→ **Exercise aim**:
Determine how many lines in the data below contain the string "black", treating uppercase and lowercase letters as distinct. Provide only the number.

:: Material for this exercise

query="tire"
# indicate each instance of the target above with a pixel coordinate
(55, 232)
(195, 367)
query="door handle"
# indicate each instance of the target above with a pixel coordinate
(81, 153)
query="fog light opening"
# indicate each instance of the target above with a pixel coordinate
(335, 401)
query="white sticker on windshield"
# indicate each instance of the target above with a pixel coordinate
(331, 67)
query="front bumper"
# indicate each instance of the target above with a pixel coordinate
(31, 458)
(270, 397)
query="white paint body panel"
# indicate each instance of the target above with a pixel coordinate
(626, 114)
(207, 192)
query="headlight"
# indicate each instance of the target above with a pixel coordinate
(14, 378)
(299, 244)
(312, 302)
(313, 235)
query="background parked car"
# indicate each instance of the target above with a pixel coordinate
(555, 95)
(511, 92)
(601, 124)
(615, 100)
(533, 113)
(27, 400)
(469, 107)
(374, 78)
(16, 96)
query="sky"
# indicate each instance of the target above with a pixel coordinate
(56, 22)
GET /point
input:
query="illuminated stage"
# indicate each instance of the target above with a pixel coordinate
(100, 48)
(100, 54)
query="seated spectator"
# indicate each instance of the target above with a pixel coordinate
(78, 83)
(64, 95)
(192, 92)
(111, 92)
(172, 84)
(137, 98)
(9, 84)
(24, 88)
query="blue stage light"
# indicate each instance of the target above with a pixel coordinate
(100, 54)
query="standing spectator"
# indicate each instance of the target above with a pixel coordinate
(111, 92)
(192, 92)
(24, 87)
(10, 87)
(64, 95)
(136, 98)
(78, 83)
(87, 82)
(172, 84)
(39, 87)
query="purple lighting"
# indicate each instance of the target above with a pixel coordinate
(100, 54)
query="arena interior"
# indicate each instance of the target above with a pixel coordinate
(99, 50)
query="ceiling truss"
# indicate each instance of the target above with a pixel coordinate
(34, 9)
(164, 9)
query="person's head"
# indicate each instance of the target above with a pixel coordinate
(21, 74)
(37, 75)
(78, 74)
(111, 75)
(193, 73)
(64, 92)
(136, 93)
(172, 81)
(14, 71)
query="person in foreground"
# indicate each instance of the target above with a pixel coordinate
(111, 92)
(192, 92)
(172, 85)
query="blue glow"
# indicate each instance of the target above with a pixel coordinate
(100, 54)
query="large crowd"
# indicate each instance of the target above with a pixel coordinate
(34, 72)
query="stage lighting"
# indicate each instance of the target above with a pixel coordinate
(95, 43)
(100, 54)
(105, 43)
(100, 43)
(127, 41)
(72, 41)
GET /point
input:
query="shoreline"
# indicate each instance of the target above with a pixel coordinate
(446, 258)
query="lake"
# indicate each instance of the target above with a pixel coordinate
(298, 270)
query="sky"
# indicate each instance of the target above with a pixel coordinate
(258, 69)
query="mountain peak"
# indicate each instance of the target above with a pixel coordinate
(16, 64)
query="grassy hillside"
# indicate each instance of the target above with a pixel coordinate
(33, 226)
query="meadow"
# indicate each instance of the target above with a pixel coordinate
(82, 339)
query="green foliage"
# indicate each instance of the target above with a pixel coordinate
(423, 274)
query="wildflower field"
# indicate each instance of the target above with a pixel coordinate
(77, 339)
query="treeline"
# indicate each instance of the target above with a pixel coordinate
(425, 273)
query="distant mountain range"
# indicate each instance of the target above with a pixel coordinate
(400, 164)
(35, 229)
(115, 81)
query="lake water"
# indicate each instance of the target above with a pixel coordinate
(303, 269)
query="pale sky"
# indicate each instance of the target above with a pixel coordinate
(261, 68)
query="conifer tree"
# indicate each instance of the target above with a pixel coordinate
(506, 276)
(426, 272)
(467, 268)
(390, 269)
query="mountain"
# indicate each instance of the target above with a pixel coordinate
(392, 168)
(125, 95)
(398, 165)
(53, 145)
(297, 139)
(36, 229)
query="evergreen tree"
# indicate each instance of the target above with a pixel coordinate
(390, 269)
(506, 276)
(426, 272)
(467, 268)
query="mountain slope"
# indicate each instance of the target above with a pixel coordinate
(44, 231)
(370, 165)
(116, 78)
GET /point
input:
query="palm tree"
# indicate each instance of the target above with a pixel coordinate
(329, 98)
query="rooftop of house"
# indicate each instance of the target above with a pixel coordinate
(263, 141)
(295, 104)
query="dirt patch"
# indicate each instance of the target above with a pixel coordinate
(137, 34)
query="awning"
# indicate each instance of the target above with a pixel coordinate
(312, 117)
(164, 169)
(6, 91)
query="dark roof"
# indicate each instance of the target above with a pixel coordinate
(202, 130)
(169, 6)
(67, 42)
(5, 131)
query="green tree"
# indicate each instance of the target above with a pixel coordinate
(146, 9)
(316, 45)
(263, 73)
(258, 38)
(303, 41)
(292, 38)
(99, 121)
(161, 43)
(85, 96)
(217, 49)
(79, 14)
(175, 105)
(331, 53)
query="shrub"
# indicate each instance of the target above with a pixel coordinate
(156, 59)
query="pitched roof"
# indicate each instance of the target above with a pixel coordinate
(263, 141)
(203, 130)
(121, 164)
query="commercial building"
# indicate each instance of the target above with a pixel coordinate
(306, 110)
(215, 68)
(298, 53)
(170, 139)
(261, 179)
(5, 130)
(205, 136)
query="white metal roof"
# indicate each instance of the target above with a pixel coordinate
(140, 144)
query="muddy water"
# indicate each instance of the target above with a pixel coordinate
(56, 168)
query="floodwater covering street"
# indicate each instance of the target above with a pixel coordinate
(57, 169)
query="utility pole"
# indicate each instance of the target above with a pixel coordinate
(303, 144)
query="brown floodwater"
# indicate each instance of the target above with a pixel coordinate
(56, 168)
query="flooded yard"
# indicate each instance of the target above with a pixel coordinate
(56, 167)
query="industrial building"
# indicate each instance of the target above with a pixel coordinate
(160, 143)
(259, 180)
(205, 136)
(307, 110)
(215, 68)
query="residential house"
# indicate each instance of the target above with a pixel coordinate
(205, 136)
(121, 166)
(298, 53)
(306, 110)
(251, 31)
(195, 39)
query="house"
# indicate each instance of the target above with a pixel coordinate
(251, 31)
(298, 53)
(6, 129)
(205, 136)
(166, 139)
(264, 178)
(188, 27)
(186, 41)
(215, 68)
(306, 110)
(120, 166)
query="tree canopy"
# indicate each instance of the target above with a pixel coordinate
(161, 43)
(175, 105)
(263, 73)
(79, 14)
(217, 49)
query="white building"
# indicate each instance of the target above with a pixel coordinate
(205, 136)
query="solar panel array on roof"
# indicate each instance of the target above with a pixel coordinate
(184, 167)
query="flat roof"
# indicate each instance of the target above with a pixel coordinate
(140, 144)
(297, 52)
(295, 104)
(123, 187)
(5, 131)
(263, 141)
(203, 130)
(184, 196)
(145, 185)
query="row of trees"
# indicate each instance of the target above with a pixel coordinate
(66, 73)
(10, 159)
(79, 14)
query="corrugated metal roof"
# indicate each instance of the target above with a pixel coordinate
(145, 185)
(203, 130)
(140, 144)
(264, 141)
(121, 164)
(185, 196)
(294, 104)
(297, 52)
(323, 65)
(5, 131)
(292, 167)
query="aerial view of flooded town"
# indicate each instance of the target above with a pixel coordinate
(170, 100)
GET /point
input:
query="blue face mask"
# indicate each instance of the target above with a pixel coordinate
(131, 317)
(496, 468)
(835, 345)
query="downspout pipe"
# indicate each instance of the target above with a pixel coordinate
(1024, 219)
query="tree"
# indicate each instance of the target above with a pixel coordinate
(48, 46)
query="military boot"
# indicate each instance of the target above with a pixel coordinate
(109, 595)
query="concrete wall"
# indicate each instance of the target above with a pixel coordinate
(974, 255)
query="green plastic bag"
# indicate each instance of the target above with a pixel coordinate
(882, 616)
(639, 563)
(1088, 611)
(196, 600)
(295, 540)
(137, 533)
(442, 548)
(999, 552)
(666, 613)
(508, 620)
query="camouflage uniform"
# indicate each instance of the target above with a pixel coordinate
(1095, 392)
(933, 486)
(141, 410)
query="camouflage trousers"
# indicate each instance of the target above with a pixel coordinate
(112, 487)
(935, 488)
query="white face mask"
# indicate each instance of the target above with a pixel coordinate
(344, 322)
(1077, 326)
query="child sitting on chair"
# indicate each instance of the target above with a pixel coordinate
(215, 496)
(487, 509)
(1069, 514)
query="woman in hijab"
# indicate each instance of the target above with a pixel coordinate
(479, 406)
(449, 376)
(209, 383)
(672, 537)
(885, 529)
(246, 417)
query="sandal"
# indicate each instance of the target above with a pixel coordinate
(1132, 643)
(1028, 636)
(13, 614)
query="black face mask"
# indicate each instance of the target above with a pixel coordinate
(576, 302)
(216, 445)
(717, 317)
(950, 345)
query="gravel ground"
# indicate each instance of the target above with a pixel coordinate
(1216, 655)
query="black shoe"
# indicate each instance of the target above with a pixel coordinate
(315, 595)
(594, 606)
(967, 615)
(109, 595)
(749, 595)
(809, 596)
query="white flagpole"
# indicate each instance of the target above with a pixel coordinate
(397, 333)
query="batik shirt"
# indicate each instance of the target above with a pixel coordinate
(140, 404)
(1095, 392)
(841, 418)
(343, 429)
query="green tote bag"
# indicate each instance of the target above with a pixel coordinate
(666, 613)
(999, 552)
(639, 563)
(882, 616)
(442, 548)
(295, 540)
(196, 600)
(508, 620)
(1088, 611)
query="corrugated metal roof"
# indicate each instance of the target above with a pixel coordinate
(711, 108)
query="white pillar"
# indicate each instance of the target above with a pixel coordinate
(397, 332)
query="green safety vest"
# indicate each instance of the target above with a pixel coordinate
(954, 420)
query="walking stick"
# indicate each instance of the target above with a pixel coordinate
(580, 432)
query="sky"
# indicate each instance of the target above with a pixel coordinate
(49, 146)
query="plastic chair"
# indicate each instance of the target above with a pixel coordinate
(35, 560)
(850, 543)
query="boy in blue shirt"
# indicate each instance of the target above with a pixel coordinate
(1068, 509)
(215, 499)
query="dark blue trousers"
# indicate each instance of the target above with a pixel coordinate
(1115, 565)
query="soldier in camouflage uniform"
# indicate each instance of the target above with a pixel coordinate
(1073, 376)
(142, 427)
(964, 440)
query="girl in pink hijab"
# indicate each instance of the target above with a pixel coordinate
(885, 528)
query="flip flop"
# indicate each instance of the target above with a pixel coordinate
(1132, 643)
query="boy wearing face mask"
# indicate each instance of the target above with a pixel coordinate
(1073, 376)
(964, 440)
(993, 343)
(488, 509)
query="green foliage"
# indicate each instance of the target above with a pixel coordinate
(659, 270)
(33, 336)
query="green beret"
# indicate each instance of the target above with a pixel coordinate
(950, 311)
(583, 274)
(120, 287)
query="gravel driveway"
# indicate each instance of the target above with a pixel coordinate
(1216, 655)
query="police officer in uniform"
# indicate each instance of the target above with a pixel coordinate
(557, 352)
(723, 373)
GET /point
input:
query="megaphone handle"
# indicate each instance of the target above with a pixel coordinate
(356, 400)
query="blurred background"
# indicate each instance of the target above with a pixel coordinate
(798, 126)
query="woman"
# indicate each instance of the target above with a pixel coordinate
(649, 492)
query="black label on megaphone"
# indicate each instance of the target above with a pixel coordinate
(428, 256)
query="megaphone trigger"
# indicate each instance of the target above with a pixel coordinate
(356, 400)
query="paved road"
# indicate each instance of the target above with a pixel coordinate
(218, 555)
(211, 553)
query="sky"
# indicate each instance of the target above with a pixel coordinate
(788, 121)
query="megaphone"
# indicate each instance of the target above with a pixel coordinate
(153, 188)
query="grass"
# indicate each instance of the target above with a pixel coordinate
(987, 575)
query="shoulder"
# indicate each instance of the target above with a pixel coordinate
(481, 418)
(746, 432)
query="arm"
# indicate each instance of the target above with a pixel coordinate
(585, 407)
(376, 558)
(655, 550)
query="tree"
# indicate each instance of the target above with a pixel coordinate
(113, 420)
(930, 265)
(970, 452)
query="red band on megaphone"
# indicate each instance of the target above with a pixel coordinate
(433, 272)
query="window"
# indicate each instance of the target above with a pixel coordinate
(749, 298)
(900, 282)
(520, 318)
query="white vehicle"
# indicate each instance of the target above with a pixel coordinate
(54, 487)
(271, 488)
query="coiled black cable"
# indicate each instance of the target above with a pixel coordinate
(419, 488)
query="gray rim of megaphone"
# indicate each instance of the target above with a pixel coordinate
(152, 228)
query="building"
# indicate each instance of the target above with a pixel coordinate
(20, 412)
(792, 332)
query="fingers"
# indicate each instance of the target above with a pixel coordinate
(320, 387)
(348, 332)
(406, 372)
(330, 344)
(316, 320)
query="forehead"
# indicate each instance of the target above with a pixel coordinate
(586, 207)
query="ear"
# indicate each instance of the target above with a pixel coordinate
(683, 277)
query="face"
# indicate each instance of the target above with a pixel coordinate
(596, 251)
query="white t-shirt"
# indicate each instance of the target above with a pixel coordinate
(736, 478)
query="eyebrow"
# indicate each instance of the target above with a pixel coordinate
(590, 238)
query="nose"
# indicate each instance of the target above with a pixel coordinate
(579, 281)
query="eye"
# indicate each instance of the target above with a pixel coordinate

::::

→ **Answer in full**:
4